- To do
Retype every line of the data below without changing a single character.

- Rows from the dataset
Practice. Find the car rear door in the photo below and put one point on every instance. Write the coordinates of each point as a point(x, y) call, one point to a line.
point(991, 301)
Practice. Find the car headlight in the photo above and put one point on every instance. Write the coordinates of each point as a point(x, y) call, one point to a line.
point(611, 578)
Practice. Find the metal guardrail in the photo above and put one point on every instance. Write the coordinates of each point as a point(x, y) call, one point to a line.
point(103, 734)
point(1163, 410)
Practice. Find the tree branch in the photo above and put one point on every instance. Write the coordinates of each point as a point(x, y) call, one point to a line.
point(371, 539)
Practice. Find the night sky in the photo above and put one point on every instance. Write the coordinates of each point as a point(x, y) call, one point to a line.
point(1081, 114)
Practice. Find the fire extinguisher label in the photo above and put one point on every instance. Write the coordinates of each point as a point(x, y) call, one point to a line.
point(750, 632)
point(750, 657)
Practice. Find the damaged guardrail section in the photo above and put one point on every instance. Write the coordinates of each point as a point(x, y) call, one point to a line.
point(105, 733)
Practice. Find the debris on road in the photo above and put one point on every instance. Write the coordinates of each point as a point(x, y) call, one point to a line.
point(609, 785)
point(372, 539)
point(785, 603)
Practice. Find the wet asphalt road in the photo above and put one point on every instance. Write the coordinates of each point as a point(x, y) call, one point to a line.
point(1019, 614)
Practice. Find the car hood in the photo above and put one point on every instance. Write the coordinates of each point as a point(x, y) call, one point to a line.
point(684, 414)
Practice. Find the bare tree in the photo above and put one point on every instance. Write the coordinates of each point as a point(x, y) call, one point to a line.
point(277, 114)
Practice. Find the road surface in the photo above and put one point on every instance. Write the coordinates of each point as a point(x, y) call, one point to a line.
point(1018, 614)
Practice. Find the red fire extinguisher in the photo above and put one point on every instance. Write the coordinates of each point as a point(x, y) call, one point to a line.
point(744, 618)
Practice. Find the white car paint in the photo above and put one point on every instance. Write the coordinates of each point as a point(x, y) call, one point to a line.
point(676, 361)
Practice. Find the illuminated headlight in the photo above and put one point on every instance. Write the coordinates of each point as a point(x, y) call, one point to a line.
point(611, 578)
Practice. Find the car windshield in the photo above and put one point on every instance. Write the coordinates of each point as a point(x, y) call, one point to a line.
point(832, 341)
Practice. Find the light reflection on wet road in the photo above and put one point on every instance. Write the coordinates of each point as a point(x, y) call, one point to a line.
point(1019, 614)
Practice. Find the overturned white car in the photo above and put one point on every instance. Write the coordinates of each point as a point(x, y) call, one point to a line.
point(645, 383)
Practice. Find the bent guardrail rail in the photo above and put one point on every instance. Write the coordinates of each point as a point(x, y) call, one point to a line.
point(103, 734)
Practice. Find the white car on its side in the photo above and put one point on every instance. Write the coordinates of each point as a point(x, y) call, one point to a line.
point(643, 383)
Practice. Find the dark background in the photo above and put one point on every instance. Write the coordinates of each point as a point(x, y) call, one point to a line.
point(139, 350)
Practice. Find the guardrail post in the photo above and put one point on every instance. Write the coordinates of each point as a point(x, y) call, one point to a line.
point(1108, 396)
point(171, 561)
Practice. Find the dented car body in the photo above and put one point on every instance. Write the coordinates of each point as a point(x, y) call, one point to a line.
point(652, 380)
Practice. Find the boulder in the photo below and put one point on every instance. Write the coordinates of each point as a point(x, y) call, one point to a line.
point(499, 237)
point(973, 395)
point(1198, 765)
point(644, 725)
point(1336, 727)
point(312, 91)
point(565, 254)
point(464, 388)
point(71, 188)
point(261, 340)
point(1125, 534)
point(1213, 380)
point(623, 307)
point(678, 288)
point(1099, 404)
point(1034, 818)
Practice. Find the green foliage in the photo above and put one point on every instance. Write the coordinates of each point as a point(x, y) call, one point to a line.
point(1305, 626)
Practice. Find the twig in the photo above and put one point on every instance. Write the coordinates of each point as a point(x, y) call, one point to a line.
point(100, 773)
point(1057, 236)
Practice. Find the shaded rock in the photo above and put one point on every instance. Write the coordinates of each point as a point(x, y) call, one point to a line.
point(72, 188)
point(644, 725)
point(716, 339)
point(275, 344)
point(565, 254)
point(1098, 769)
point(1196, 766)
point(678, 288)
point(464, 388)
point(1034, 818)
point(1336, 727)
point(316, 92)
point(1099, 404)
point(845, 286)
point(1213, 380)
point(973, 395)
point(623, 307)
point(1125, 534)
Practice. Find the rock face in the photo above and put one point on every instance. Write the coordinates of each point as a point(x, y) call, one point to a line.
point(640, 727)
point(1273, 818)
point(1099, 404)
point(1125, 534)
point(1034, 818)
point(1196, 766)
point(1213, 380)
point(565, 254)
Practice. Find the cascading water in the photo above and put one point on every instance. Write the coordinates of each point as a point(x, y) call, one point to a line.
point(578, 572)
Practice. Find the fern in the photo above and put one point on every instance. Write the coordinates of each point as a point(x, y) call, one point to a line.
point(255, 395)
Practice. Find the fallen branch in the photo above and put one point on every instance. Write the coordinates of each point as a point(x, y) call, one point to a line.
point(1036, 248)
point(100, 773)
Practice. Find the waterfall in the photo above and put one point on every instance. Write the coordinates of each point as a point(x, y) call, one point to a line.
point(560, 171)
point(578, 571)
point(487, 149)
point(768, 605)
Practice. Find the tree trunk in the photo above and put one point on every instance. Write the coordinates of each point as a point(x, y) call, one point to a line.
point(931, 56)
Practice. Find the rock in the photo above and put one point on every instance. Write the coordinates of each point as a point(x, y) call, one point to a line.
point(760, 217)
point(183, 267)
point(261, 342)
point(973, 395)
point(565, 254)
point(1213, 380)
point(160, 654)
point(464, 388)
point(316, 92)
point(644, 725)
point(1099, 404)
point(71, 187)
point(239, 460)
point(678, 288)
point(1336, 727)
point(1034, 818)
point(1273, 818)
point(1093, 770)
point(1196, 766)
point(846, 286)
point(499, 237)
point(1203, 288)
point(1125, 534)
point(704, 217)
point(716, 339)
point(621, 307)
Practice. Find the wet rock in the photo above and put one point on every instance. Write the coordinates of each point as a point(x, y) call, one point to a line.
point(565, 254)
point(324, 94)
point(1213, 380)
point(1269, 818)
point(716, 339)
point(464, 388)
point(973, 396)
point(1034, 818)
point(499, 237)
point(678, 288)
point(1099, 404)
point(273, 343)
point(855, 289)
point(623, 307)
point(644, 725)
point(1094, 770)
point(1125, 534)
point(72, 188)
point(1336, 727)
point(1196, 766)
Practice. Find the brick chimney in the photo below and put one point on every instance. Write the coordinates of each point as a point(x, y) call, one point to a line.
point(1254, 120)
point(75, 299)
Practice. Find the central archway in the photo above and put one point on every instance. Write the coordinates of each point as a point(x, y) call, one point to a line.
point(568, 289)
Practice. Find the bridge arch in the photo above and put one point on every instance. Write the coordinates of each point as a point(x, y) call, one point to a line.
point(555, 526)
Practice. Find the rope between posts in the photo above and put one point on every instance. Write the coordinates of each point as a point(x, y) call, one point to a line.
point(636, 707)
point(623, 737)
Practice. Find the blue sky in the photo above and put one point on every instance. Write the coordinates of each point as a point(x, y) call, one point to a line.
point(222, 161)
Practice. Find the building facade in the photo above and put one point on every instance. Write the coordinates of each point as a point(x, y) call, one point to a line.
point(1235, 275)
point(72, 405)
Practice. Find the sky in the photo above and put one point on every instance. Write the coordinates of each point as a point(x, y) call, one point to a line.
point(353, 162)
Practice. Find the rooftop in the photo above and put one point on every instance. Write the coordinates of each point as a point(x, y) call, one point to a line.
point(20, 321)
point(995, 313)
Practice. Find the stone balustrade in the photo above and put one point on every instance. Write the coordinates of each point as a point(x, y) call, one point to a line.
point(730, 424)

- Correct response
Practice. Find the car rear door in the photo below and put one point on every instance. Write the coordinates of each point as a point(x, y) call, one point to a line.
point(991, 301)
Practice. Find the car headlight in the photo above and put one point on every instance. Write the coordinates of each point as a point(x, y) call, one point to a line.
point(611, 578)
Practice. Find the metal guardrail in the photo above and put one point on every instance. Write the coordinates of each point as a point(x, y) call, one point to a line.
point(103, 734)
point(1163, 410)
Practice. Find the tree branch in the photo above and put one point on every instance. Write the coordinates of each point as a point(x, y) call, one point to a line.
point(371, 539)
Practice. Find the night sky in the photo above and put one point on every instance. Write the coordinates of each point as a point(x, y) call, one point to a line.
point(1081, 114)
Practice. Find the fire extinguisher label in the photo above and put one point on every instance. Write the coordinates of each point as a point(x, y) call, one point to a line.
point(750, 632)
point(750, 657)
Practice. Find the damaged guardrail section in the photo above and put one point on every instance. Write the coordinates of each point as a point(x, y) call, one point to a line.
point(105, 733)
Practice. Find the debris on road in the photo above and put one point on every instance. Write the coordinates of each point as a point(x, y) call, one point to a line.
point(609, 785)
point(372, 539)
point(785, 603)
Practice. Find the wet asphalt road in the photo above and put one point on every instance. Write the coordinates of each point as a point(x, y) call, one point to a line.
point(1019, 614)
Practice. Find the car hood in the photo above and put one point on every instance. Write the coordinates of each point as a point(x, y) call, one point to a line.
point(684, 414)
Practice. Find the bare tree in the photo above and put one point on every instance. Write the coordinates of each point as a point(x, y) call, one point to a line.
point(277, 114)
Practice. Find the road surface in the photo above and put one point on every instance. Write the coordinates of each point as a point(x, y) call, one point to a line.
point(1018, 614)
Practice. Find the red fire extinguisher in the photo above and put one point on every instance. Write the coordinates of each point as a point(x, y) call, one point to a line.
point(744, 618)
Practice. Find the white car paint in the photo above and put one point on every instance. Write the coordinates of each point as a point(x, y) call, one point to a line.
point(676, 361)
Practice. Find the illuminated headlight in the photo above and put one point on every instance. Write the coordinates of each point as a point(x, y) call, one point to a line.
point(611, 578)
Practice. Find the car windshield in the photo above and put one point on every instance. Write the coordinates of each point as a point(x, y) call, one point to a line.
point(832, 341)
Practice. Find the light reflection on wet road in the photo above and put one point on every instance. Write the coordinates of each point as a point(x, y) call, one point to a line.
point(1019, 614)
Practice. Find the overturned white car in the photo above and put one point on every instance. Write the coordinates of each point as a point(x, y) call, one point to a line.
point(645, 383)
Practice. Find the bent guardrail rail in the photo above and put one point on every instance. Write the coordinates of each point as a point(x, y) call, one point to a line.
point(103, 734)
Practice. Find the white car on its side in the photo above and put one point on every instance. Write the coordinates of each point as a point(x, y) call, one point to a line.
point(643, 383)
Practice. Find the dark background in the photo above and put one point on every instance. Write the coordinates of each point as a point(x, y) call, one point to a line.
point(139, 350)
Practice. Find the guardrail post in the photo above and put one point on every instance. Write the coordinates of each point as a point(x, y) call, one point to a line.
point(1108, 396)
point(171, 561)
Practice. Find the dented car body in the photo above and put one point on every instance. Write the coordinates of each point as a point(x, y) call, one point to a line.
point(652, 380)
Practice. Find the boulder in the photo below and put one point on every instance. Write the coordinates of each point as a point(x, y) call, one point to a line.
point(499, 237)
point(973, 395)
point(1198, 765)
point(644, 725)
point(1336, 727)
point(312, 91)
point(565, 254)
point(464, 388)
point(71, 188)
point(261, 340)
point(1125, 534)
point(1213, 380)
point(623, 307)
point(678, 288)
point(1099, 404)
point(1034, 818)
Practice. Find the green foliage in the photo above and put one point on every instance. Write the coordinates of each point as a point(x, y) call, one point to a line.
point(1305, 626)
Practice. Find the twig in the photo above and put one point on every instance. Write the coordinates of each point as a point(x, y) call, one point to a line.
point(100, 773)
point(1057, 236)
Practice. Find the shaded rock in the photo above and put one point on every instance. Write the coordinates of each point as a point(x, y) call, one point to a line.
point(72, 188)
point(644, 725)
point(716, 339)
point(275, 344)
point(565, 254)
point(1098, 769)
point(1196, 766)
point(678, 288)
point(464, 388)
point(1034, 818)
point(1336, 727)
point(316, 92)
point(1099, 404)
point(845, 286)
point(1213, 380)
point(973, 395)
point(623, 307)
point(1125, 534)
Practice. Find the rock face in the photo above and put one point on every instance. Write the coordinates of each point as a point(x, y) call, one point to a line.
point(640, 727)
point(1273, 818)
point(1099, 404)
point(1125, 534)
point(1034, 818)
point(1196, 766)
point(1213, 380)
point(565, 254)
Practice. Find the cascading water in the photo above and put one point on every instance. Write the coordinates of each point as a point(x, y) call, one point to a line.
point(578, 572)
Practice. Find the fern in the photo above and put one point on every instance. Write the coordinates of each point as a point(x, y) call, one point to a line.
point(255, 395)
Practice. Find the fallen branch in the photo above and put one point on every instance. Write the coordinates of each point as a point(x, y) call, one point to a line.
point(1036, 248)
point(100, 773)
Practice. Find the waterfall in the photo above and put one point on every instance. Write the coordinates of each point as a point(x, y) call, one point to a line.
point(560, 171)
point(578, 571)
point(487, 149)
point(768, 605)
Practice. Find the tree trunk in the photo above and put one point on every instance. Write the coordinates of each point as a point(x, y) call, one point to a line.
point(931, 56)
Practice. Find the rock in the photo above and put one point on every instance. Write the coordinates of each point as a point(x, y) call, one point to a line.
point(760, 217)
point(183, 267)
point(261, 342)
point(973, 395)
point(565, 254)
point(1213, 380)
point(160, 654)
point(464, 388)
point(316, 92)
point(644, 725)
point(1099, 404)
point(71, 187)
point(239, 460)
point(678, 288)
point(1336, 727)
point(1034, 818)
point(1273, 818)
point(1093, 770)
point(1196, 766)
point(846, 286)
point(499, 237)
point(1203, 288)
point(1125, 534)
point(704, 217)
point(716, 339)
point(621, 307)
Practice. Find the wet rock in the photo above and put one point on every instance. Write the coordinates of each point as a point(x, y) call, one point to a line.
point(565, 254)
point(324, 94)
point(1213, 380)
point(1269, 818)
point(716, 339)
point(464, 388)
point(973, 396)
point(1034, 818)
point(499, 237)
point(678, 288)
point(1099, 404)
point(273, 343)
point(855, 289)
point(623, 307)
point(644, 725)
point(1094, 770)
point(1125, 534)
point(72, 188)
point(1336, 727)
point(1196, 766)
Practice. Find the brick chimney in the photo below and put one point on every instance. Write the coordinates of each point as a point(x, y) call, one point to a line.
point(1254, 120)
point(75, 299)
Practice. Find the central archway in the photo above and put one point on every instance. Write the coordinates of each point as a point(x, y) call, one point to a line.
point(568, 289)
Practice. Find the bridge arch in the photo above and put one point on every instance. Write the coordinates of each point as a point(x, y) call, one point to a line.
point(555, 526)
Practice. Find the rope between posts in the photo above and put one point on every instance. Write the coordinates of each point as a point(x, y) call, one point to a line.
point(636, 707)
point(623, 737)
Practice. Find the blue sky in the photo above and put one point on every instance. Write the coordinates of each point as a point(x, y) call, one point to a line.
point(222, 161)
Practice. Find the building facade in the photo above and put one point on every instance. Write the coordinates of each point as a point(x, y) call, one point to a line.
point(1235, 275)
point(72, 405)
Practice. Find the sky in the photo above and put one point on every instance. Write the coordinates of each point as a point(x, y) call, one point to a line.
point(353, 162)
Practice. Find the rooftop in the photo above and put one point on every instance. Write the coordinates of each point as a point(x, y) call, one point to a line.
point(20, 321)
point(995, 313)
Practice. Find the stone balustrade in the photo above and put one point on every instance. Write the coordinates of each point as a point(x, y) call, one point to a line.
point(730, 424)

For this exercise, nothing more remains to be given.